Recorded information:
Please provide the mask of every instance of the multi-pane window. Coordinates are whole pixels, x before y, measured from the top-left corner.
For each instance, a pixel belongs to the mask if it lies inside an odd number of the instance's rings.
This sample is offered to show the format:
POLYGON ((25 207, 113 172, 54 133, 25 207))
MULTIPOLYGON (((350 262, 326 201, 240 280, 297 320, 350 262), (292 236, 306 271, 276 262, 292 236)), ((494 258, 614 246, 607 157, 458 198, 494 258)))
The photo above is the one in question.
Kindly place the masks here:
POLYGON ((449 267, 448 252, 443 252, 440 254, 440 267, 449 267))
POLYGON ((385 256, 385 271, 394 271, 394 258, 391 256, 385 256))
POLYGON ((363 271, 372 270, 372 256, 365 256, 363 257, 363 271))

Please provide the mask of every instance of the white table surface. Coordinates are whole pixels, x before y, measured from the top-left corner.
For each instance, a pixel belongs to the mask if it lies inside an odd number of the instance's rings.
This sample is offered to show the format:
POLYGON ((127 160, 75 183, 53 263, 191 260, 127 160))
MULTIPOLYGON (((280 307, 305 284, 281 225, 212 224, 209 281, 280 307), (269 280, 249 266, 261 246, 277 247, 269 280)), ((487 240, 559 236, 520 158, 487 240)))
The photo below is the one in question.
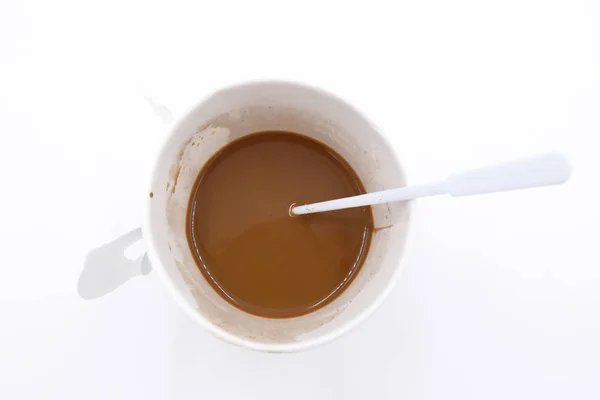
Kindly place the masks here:
POLYGON ((600 398, 600 3, 0 0, 0 399, 600 398), (562 187, 420 203, 404 275, 340 340, 225 344, 157 277, 77 297, 140 223, 177 114, 252 78, 363 109, 413 182, 560 149, 562 187))

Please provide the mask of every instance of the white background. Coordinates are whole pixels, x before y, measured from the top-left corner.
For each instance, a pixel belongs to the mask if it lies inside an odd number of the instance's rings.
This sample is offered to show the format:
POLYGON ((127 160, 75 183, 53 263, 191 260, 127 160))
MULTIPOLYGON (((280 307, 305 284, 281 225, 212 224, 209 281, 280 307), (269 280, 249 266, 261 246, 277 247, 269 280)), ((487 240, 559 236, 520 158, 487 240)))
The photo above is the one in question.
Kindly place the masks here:
POLYGON ((600 3, 0 0, 1 399, 600 398, 600 3), (562 187, 420 203, 392 295, 300 354, 225 344, 155 274, 76 295, 139 225, 181 112, 253 78, 337 93, 412 182, 560 149, 562 187))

Requirement: Rewrite all of the data above with every "photo" changed to "image" and nothing else altered, and leave the pictures out.

Solution for this task:
Please provide the mask of every instance of the multi-pane window. Coordinates are whole pixels, x before y, measured from the top-left corner.
For each instance, a pixel belongs to the mask if it lies inside an odd number of the instance's rings.
This sample is offered to show the format:
POLYGON ((25 207, 113 172, 54 133, 25 207))
MULTIPOLYGON (((350 262, 326 201, 240 280, 297 320, 350 262), (292 236, 306 271, 276 262, 292 236)), ((494 258, 614 246, 607 157, 458 198, 494 258)))
The image above is the one in question.
Kindly place the masks here:
POLYGON ((449 267, 448 252, 443 252, 440 254, 440 267, 449 267))
POLYGON ((385 256, 385 271, 394 271, 394 258, 391 256, 385 256))
POLYGON ((363 271, 372 270, 372 256, 365 256, 363 257, 363 271))

Please provide the mask of every instance of the white table surface. Coordinates are whole pixels, x before y, measured from the top-left corner.
For each instance, a pixel belongs to the mask if it lies inside an odd number of the instance's rings.
This sample is offered to show the format:
POLYGON ((127 160, 75 183, 53 263, 191 260, 127 160))
MULTIPOLYGON (((280 307, 305 284, 281 225, 212 224, 209 281, 280 307), (269 280, 249 266, 261 246, 277 247, 269 280)), ((487 240, 559 236, 520 158, 487 240)))
The image below is the one in question.
Kindly place the masks here:
POLYGON ((600 398, 600 3, 0 0, 0 399, 600 398), (562 187, 420 203, 404 275, 340 340, 225 344, 157 277, 77 297, 140 223, 177 114, 252 78, 363 109, 413 182, 560 149, 562 187))

Please provide the mask of every instance of the white background. Coordinates are whole pixels, x before y, measured from the top-left corner.
For each instance, a pixel belongs to the mask if it lies inside an odd number of the instance's rings.
This sample is offered to show the format:
POLYGON ((127 160, 75 183, 53 263, 191 260, 127 160))
MULTIPOLYGON (((280 307, 305 284, 281 225, 212 224, 209 281, 280 307), (269 280, 249 266, 261 246, 277 247, 269 280)), ((487 240, 559 236, 520 158, 487 240)))
The image above is the one in question.
Kindly place the masks here:
POLYGON ((600 3, 0 0, 1 399, 600 398, 600 3), (562 187, 420 203, 392 295, 300 354, 225 344, 155 274, 76 295, 139 225, 181 112, 253 78, 337 93, 412 182, 560 149, 562 187))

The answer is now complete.